Task brief
Count the lines in the rows below that contain the string "foreground". Give only the number.

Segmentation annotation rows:
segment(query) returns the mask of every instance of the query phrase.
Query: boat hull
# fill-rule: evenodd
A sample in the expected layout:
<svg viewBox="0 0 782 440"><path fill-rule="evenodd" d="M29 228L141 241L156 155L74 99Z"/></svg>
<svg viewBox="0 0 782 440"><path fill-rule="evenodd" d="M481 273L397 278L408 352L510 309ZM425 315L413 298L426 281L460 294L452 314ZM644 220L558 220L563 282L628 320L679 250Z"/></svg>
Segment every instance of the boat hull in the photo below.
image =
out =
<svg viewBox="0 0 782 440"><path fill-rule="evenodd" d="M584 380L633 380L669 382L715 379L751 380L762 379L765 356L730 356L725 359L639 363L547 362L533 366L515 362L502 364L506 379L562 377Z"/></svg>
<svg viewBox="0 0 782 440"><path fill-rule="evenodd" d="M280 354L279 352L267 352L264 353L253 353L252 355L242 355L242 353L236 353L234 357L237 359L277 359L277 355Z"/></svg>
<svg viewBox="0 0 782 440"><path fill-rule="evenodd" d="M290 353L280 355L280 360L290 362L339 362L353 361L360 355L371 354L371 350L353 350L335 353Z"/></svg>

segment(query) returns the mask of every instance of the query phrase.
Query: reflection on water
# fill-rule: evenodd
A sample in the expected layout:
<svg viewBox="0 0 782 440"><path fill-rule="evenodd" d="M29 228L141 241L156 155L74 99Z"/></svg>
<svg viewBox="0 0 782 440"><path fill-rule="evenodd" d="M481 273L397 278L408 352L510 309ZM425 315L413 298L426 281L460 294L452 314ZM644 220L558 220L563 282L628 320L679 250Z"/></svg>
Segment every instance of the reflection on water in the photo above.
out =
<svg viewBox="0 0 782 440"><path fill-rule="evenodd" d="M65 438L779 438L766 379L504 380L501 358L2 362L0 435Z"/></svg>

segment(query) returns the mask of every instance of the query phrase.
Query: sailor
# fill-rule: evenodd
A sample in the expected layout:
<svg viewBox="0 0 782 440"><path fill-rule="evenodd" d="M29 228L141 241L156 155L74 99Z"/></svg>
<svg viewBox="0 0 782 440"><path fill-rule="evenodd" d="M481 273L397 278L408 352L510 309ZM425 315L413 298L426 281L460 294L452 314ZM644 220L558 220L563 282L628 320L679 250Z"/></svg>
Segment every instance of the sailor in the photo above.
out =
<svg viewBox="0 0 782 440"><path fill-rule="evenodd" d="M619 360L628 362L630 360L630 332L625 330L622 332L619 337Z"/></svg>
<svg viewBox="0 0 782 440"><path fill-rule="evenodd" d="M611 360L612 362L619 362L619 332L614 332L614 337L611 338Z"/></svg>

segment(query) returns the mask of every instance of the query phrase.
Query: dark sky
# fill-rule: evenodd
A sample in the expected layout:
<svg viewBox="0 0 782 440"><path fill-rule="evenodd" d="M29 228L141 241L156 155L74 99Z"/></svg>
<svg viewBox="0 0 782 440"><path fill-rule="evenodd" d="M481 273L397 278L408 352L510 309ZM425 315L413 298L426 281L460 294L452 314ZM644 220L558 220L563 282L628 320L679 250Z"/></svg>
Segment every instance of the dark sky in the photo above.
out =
==
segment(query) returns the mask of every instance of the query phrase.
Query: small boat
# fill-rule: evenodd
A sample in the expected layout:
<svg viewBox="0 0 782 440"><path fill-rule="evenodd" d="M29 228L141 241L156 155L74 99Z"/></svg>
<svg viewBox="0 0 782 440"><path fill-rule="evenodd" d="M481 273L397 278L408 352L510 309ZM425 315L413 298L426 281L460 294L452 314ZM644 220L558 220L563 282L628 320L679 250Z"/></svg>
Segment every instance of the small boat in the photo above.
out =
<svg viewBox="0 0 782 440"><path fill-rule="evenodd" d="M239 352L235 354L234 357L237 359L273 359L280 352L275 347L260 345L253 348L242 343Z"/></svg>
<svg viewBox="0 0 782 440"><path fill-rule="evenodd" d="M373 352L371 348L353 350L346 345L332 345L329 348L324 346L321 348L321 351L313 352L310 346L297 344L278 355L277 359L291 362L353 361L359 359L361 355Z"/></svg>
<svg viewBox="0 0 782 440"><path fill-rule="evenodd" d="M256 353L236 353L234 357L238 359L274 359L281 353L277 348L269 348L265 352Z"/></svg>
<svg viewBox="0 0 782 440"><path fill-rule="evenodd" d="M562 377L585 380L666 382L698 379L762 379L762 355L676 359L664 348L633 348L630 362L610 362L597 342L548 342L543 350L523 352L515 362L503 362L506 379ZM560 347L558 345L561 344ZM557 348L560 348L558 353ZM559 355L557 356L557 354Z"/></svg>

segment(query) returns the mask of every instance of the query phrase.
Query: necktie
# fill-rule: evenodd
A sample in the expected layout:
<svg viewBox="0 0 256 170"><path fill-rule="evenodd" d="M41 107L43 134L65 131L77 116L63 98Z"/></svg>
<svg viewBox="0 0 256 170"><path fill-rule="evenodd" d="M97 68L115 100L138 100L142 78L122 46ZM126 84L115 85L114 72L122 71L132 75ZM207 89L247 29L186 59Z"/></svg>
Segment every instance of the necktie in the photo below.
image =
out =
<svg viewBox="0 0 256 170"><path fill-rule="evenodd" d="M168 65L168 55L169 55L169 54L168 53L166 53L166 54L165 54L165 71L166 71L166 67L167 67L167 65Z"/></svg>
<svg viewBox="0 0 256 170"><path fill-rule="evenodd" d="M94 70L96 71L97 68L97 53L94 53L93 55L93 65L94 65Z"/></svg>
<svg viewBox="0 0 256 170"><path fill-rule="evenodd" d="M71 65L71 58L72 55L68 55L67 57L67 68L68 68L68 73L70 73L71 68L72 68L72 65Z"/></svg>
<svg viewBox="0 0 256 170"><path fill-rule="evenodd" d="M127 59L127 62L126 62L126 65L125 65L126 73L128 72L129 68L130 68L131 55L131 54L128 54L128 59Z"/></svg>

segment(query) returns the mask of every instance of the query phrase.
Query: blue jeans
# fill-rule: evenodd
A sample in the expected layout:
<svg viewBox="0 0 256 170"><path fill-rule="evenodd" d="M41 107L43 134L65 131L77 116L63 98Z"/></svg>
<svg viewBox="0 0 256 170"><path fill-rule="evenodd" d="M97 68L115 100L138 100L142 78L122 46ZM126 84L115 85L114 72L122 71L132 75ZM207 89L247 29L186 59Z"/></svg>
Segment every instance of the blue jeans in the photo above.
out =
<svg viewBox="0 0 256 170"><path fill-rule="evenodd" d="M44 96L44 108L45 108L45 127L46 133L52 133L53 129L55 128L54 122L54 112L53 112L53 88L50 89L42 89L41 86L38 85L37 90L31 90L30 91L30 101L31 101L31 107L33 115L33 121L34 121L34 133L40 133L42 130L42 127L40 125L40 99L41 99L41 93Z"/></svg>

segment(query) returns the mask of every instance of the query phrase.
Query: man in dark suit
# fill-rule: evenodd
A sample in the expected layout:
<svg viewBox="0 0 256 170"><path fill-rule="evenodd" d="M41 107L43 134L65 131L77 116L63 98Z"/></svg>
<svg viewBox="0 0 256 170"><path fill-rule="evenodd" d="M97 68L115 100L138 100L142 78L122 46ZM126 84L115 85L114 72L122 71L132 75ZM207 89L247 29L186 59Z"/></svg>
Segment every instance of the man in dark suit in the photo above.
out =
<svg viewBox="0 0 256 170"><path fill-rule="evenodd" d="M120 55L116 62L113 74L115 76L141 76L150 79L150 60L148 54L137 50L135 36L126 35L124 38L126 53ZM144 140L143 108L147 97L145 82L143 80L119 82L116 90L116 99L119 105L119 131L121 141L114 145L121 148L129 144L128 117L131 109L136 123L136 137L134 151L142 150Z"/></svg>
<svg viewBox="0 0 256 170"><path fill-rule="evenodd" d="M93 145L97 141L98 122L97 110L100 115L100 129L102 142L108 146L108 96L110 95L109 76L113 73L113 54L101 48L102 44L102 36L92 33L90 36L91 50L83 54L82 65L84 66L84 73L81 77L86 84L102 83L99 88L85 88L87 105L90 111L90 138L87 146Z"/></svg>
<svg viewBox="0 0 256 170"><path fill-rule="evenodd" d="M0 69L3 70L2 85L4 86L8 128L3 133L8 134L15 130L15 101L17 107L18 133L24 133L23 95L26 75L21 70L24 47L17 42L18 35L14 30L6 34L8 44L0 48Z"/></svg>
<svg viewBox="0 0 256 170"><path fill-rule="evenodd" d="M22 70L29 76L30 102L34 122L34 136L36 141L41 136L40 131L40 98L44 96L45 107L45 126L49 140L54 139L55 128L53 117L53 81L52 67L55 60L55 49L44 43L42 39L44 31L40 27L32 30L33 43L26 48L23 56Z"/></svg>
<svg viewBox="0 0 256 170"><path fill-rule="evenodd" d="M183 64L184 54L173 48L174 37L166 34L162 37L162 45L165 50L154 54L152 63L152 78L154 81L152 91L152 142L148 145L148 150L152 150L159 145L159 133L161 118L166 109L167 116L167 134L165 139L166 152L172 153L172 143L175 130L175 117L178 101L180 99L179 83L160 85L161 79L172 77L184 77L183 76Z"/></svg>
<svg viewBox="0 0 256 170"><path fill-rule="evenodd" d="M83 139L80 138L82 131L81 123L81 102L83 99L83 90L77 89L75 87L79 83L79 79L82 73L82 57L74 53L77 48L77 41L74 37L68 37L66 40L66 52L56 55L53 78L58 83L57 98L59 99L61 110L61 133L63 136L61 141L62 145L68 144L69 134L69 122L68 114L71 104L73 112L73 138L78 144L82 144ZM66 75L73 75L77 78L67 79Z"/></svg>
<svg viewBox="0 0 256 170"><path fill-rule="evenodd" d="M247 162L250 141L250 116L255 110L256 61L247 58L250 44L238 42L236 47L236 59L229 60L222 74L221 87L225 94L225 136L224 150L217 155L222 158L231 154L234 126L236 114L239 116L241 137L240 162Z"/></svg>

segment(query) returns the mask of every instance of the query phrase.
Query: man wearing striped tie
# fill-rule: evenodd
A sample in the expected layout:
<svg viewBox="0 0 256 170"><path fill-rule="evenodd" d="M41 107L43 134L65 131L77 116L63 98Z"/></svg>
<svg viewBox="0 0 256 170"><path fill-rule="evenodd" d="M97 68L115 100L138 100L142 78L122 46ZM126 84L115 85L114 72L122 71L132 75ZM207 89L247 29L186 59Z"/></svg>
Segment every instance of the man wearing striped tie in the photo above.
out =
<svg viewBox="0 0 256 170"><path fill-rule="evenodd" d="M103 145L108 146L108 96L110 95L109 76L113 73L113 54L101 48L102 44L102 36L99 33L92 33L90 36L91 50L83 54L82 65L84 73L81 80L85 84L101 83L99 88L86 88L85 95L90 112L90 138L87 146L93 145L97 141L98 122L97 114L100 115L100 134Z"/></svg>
* * *
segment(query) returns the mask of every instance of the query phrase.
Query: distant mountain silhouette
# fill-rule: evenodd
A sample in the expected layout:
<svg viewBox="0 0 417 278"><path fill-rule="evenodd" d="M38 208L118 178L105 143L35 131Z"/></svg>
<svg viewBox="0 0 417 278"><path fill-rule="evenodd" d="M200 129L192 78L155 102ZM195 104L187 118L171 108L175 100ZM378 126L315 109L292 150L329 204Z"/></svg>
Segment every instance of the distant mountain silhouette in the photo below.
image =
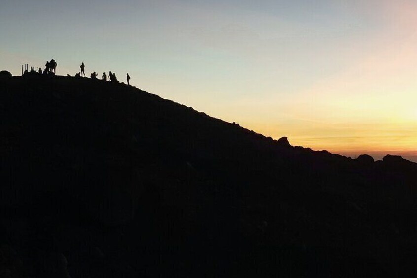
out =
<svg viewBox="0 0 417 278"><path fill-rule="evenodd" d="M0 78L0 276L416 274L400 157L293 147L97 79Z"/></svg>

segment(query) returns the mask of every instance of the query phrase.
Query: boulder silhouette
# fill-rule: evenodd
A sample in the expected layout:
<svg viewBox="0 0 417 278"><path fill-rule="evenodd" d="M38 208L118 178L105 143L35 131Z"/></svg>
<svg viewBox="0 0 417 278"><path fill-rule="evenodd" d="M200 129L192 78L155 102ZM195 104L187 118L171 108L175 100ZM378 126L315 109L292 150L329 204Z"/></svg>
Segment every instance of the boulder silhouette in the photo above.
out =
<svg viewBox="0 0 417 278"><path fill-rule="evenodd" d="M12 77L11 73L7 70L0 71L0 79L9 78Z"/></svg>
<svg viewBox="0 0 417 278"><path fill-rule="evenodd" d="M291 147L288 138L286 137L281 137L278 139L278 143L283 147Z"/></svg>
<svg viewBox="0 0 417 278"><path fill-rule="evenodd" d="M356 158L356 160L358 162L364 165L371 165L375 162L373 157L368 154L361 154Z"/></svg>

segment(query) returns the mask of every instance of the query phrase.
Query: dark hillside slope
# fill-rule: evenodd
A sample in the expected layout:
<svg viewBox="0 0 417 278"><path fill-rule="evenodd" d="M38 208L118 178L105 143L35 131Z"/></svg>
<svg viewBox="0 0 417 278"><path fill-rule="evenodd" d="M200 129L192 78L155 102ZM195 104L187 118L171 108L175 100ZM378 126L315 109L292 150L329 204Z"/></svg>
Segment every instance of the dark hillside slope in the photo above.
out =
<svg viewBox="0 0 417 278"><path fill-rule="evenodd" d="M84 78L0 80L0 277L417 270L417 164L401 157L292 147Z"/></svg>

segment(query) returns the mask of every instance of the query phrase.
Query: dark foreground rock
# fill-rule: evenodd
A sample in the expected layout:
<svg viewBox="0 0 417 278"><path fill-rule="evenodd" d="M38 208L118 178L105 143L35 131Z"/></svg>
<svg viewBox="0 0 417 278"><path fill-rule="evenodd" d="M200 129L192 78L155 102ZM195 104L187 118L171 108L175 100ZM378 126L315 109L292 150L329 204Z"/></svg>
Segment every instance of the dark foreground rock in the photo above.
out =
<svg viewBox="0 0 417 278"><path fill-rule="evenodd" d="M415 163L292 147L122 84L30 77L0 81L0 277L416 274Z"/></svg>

Response
2